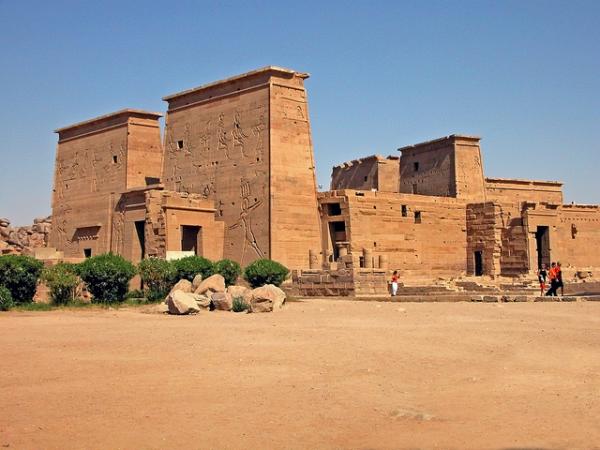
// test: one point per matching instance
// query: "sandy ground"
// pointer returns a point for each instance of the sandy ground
(320, 374)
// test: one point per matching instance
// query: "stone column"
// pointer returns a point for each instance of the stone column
(313, 259)
(368, 258)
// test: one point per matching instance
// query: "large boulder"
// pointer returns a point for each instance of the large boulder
(196, 282)
(202, 301)
(180, 302)
(182, 285)
(222, 301)
(266, 298)
(214, 283)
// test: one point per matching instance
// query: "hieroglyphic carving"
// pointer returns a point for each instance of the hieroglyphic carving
(223, 146)
(247, 205)
(118, 226)
(238, 134)
(258, 131)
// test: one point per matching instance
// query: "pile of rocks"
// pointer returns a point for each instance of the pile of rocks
(22, 240)
(211, 294)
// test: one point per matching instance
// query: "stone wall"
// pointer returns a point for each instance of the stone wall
(245, 143)
(98, 164)
(368, 173)
(22, 240)
(423, 237)
(446, 167)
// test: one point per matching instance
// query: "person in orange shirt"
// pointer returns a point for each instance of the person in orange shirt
(553, 277)
(394, 283)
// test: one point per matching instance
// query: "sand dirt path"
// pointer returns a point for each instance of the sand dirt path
(320, 374)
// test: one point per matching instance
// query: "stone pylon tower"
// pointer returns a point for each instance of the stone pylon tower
(245, 142)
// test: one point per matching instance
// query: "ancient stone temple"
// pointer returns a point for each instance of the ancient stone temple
(234, 177)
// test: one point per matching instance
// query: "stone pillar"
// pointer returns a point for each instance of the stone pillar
(313, 259)
(368, 258)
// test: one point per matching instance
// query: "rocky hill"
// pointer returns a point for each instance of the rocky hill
(22, 240)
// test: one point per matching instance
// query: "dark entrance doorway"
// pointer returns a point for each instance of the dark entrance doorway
(542, 241)
(478, 255)
(140, 226)
(337, 231)
(190, 238)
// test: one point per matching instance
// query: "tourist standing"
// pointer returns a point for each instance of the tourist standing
(542, 276)
(394, 283)
(559, 283)
(553, 281)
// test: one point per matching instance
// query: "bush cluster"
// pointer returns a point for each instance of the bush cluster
(6, 301)
(265, 271)
(62, 280)
(230, 270)
(190, 266)
(20, 274)
(158, 276)
(107, 276)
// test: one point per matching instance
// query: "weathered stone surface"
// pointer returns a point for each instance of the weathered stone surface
(180, 302)
(222, 301)
(202, 301)
(182, 285)
(196, 282)
(266, 299)
(23, 240)
(214, 283)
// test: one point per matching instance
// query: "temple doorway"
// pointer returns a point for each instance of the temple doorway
(542, 240)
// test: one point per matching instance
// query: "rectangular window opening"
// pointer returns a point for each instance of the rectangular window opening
(334, 209)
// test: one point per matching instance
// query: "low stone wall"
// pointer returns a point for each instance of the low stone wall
(23, 240)
(342, 283)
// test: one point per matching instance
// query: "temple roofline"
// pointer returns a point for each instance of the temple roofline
(127, 112)
(273, 69)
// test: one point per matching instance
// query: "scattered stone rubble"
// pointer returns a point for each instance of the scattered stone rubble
(211, 294)
(23, 240)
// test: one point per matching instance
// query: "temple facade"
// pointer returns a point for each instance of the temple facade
(234, 177)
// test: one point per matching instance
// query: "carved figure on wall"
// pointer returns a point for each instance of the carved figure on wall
(238, 134)
(223, 146)
(245, 219)
(257, 131)
(118, 227)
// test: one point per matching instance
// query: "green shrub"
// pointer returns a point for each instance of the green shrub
(239, 305)
(230, 270)
(136, 294)
(265, 271)
(20, 274)
(158, 276)
(190, 266)
(6, 301)
(107, 276)
(62, 281)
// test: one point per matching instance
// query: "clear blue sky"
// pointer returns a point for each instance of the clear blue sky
(524, 75)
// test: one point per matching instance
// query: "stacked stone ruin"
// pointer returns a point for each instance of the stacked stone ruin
(24, 239)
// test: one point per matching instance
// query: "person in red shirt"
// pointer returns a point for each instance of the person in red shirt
(553, 277)
(394, 283)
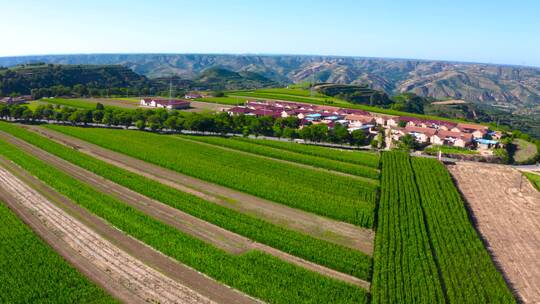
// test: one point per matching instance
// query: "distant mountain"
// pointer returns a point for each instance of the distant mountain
(23, 79)
(511, 87)
(217, 78)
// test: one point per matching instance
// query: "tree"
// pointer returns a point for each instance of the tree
(407, 142)
(170, 123)
(290, 133)
(154, 122)
(340, 134)
(140, 124)
(358, 138)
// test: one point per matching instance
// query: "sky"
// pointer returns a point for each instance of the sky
(503, 32)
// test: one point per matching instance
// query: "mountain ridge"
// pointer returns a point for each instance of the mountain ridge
(516, 87)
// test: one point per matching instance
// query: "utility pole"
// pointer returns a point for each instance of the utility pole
(170, 90)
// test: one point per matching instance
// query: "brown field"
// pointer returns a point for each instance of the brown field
(124, 276)
(506, 209)
(449, 102)
(217, 236)
(317, 226)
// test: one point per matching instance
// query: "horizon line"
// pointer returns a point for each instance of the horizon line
(272, 55)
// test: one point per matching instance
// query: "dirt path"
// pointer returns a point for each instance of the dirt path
(215, 235)
(317, 226)
(118, 272)
(506, 209)
(182, 274)
(365, 179)
(113, 102)
(196, 106)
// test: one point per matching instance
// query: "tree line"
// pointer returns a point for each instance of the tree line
(158, 120)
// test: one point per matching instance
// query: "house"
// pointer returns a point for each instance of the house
(192, 95)
(392, 122)
(422, 135)
(365, 128)
(382, 119)
(359, 120)
(486, 144)
(169, 104)
(12, 100)
(450, 138)
(238, 110)
(478, 131)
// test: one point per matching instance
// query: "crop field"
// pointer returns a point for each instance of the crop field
(178, 203)
(38, 272)
(248, 146)
(419, 199)
(360, 158)
(254, 272)
(333, 256)
(404, 268)
(118, 272)
(466, 267)
(330, 195)
(506, 209)
(74, 103)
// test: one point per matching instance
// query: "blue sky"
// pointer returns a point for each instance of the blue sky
(494, 31)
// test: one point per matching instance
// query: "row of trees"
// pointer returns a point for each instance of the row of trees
(161, 119)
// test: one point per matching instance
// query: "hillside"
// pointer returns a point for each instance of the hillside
(58, 80)
(216, 78)
(510, 86)
(23, 79)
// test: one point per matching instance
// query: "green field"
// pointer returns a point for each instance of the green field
(449, 150)
(333, 256)
(250, 147)
(74, 103)
(426, 249)
(465, 265)
(338, 197)
(254, 273)
(353, 157)
(404, 269)
(32, 272)
(534, 178)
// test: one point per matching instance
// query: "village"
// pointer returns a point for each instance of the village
(424, 131)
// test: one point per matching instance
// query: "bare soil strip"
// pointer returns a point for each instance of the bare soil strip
(217, 236)
(317, 226)
(145, 283)
(196, 106)
(184, 277)
(506, 209)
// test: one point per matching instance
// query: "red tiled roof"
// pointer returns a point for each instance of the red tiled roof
(239, 110)
(463, 126)
(427, 131)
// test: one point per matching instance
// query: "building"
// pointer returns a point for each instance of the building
(478, 131)
(12, 100)
(450, 138)
(165, 103)
(359, 120)
(422, 135)
(192, 95)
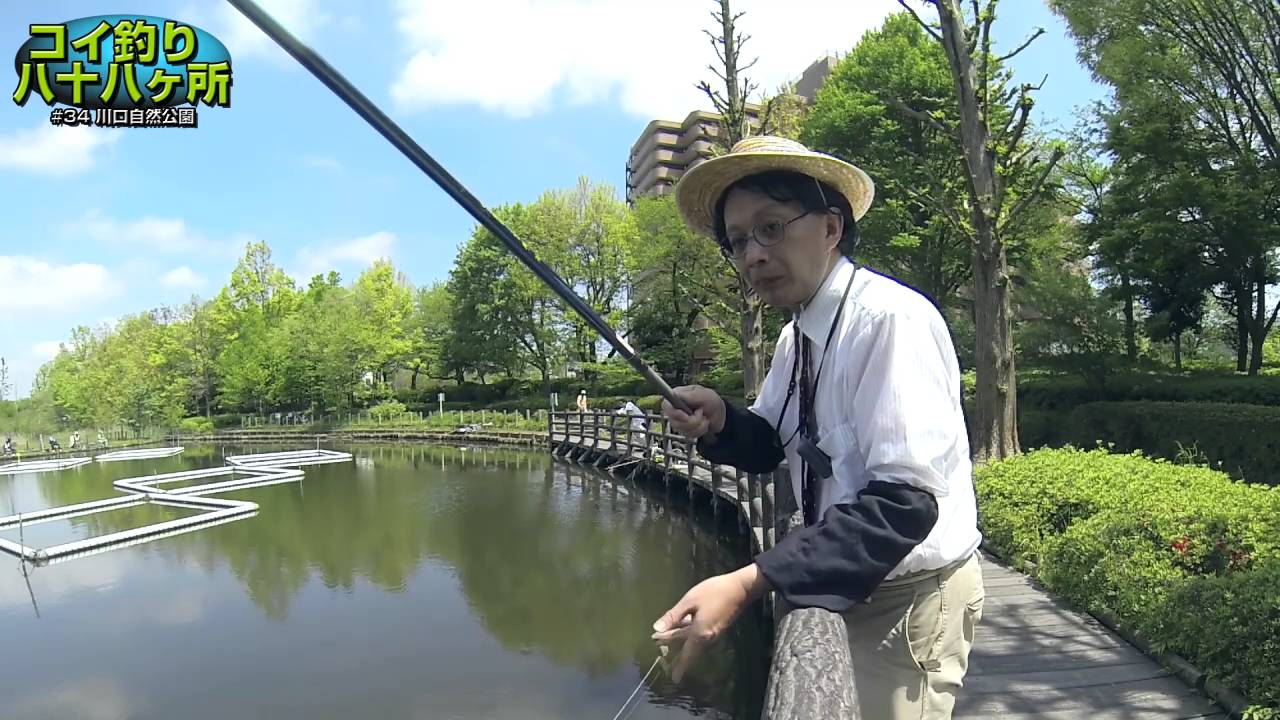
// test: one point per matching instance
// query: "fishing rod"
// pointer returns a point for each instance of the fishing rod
(365, 108)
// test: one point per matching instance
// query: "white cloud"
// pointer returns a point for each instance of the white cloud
(146, 235)
(28, 283)
(54, 150)
(359, 253)
(182, 277)
(593, 50)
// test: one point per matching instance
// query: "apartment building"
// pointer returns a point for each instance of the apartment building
(666, 149)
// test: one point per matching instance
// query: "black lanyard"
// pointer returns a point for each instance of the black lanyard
(807, 418)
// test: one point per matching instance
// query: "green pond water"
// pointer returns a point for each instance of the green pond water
(414, 582)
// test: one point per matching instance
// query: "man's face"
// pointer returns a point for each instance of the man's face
(789, 272)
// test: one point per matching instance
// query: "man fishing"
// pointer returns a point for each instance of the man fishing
(881, 461)
(863, 402)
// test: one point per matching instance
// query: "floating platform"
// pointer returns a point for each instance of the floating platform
(215, 511)
(241, 472)
(288, 459)
(141, 454)
(237, 478)
(42, 465)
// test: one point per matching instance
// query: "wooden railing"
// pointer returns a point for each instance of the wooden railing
(810, 674)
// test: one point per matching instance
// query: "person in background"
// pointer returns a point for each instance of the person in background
(638, 422)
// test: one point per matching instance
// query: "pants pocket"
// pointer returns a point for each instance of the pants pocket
(926, 624)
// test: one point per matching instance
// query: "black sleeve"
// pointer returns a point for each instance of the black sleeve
(748, 442)
(840, 560)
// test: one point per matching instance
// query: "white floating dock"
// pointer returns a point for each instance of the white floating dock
(215, 511)
(240, 478)
(42, 465)
(288, 459)
(242, 472)
(141, 454)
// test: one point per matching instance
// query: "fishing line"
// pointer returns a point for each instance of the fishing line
(643, 680)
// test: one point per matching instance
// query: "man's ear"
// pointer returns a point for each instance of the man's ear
(835, 224)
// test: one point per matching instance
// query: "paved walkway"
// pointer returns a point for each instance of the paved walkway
(1036, 657)
(1033, 656)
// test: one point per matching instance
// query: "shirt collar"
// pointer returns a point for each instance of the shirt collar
(817, 315)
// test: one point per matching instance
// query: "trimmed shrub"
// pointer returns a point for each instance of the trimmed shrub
(1240, 440)
(1056, 392)
(1185, 555)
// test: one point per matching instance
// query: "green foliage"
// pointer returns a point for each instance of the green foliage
(1075, 328)
(1230, 437)
(1060, 392)
(388, 410)
(199, 425)
(858, 114)
(1183, 554)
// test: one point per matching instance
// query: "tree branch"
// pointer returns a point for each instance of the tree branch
(1038, 32)
(917, 114)
(1033, 192)
(927, 27)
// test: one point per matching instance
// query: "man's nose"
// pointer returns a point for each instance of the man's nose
(754, 253)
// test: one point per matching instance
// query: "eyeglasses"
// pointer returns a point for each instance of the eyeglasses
(767, 235)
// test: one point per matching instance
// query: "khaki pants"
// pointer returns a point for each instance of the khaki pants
(910, 643)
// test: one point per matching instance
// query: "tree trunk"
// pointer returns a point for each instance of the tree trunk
(996, 406)
(1258, 327)
(996, 395)
(1243, 315)
(752, 318)
(1130, 333)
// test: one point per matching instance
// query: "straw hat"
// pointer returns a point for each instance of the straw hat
(700, 187)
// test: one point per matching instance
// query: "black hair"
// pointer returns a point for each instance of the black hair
(789, 186)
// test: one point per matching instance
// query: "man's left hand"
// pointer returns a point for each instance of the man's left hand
(705, 611)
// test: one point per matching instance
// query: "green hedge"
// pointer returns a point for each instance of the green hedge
(1240, 440)
(1183, 554)
(1056, 392)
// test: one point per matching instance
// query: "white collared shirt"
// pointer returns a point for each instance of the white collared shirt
(887, 405)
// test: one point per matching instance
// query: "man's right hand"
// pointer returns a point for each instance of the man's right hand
(708, 417)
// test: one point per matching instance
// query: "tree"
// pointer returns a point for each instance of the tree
(679, 278)
(1214, 62)
(480, 342)
(734, 126)
(997, 162)
(429, 332)
(891, 98)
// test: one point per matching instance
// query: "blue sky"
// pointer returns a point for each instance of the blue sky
(512, 96)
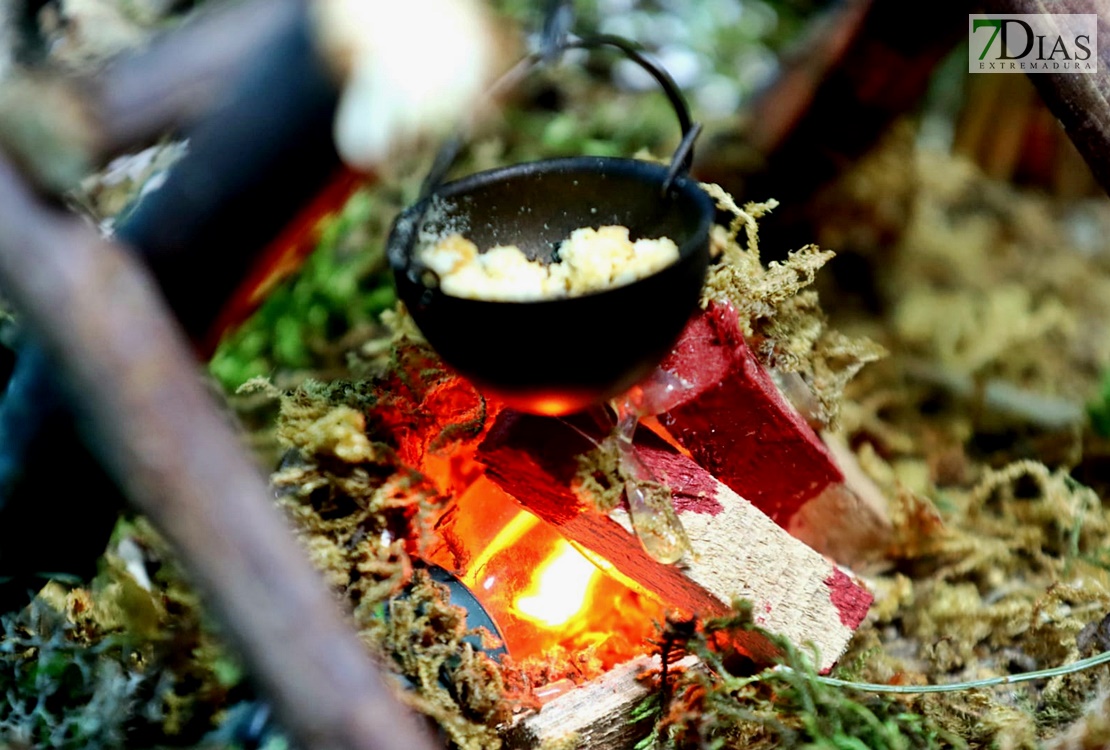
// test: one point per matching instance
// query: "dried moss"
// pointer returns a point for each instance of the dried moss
(780, 317)
(125, 662)
(718, 703)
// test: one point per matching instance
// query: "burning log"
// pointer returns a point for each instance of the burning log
(736, 424)
(738, 551)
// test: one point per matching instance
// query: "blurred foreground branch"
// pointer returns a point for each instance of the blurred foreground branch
(141, 402)
(1081, 101)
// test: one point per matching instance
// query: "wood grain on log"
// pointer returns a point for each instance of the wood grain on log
(1081, 102)
(738, 426)
(738, 551)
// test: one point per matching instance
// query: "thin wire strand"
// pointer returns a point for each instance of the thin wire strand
(974, 685)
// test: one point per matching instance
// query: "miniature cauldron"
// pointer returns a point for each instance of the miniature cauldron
(557, 356)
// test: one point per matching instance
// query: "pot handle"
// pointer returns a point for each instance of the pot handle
(680, 161)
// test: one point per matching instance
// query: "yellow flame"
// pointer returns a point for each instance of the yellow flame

════

> [THE TASK]: List every line of the records that contains the word "pocket".

> [EXERCISE SOLUTION]:
// query: "pants pocket"
// pointer returns a point for each instance of the pants pocket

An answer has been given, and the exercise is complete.